Document segment —
- Born: April 1997 (age 29) Ashford, Surrey, England
- Education: St George's, University of London (BSc)
- Occupations: Businessowner; influencer;
- Television: The Apprentice

TikTok information
- Page: Karishmua;
- Years active: 2019–present
- Genres: Skincare; makeup;
- Followers: 498,000
- Website: kishkin.com

= Karishma Vijay =

English businessowner (born 1997)

Karishma Vijay (born April 1997) is an English businessowner and influencer. After founding the cosmetics company Kishkin, she won the twentieth series of the BBC competition series The Apprentice in 2026.

==Life and career==
Vijay was born in April 1997 in Ashford, Surrey. She was born into an Indian-British family and is a Hindu. She was primarily raised by her father, who she considers a central figure in her life. Her family had a history of running successful businesses, but she said she is the first woman in her bloodline to take on this role. She described the first ten years of her life as "in extreme poverty".

Aged 24, Vijay was asked to make social media content for an agency, but convinced the owner she should be hired to revamp their online presence to appeal to young people. She worked there for five years, before starting the cosmetics company Kishkin. She became interested in the industry after discovering a type of rosehip oil could cure her acne. She founded the skincare infused beauty company to combat a growing trend of overconsumption of ineffective skincare and cosmetics. As well as a businesswoman, Vijay is also a social media influencer and posts skincare and cosmetics videos to apps including TikTok and Instagram.

In 2026, Vijay was announced as a contestant on the twentieth series of the BBC competition series The Apprentice. Her proposed business plan for Lord Sugar involved him investing into Kishkin to make it a "global obsession".

Excerpted records —

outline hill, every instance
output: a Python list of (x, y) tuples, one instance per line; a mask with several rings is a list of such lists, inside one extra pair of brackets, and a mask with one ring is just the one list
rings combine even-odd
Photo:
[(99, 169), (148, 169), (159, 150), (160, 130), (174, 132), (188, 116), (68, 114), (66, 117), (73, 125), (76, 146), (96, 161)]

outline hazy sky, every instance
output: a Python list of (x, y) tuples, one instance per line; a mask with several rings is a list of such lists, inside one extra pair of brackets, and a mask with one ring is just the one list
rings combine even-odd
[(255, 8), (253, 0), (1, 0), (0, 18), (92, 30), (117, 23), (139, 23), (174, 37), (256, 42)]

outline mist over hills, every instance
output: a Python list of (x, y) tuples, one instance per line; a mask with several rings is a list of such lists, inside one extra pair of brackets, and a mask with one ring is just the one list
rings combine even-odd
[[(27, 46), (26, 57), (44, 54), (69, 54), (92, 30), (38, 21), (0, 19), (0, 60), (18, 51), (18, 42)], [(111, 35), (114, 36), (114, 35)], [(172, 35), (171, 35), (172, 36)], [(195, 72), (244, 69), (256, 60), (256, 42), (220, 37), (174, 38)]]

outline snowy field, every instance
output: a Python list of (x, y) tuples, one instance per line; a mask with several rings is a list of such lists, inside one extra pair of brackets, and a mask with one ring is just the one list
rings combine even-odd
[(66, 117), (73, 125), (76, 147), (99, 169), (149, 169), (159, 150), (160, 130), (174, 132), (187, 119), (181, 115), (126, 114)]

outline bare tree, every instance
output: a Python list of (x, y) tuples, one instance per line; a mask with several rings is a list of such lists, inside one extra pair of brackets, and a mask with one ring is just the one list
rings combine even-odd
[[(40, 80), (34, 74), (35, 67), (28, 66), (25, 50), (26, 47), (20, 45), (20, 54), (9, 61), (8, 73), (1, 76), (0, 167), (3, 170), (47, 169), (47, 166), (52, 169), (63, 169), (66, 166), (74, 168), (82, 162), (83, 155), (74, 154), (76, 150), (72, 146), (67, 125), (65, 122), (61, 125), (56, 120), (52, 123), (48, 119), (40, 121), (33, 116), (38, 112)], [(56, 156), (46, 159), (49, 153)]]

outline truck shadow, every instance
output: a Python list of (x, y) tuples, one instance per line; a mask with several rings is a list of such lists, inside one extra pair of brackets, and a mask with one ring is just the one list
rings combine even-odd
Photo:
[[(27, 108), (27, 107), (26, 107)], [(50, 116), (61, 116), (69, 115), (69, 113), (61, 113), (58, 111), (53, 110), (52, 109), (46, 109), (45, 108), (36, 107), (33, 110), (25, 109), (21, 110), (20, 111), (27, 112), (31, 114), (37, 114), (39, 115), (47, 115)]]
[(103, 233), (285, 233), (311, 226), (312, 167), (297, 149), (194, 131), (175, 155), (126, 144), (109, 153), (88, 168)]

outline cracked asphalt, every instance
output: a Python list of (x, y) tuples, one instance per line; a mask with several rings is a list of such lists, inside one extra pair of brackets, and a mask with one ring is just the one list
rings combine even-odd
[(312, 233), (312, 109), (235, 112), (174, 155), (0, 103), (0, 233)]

Written problem —
List every distinct calendar year mentioned in the profile of Karishma Vijay, and give the event the profile ties to each one.

Exercise output —
- 1997: Karishma Vijay was born (April 1997, in Ashford, Surrey).
- 2019: Her TikTok activity began (years active 2019–present).
- 2026: She was announced as a contestant on, and won, the twentieth series of The Apprentice.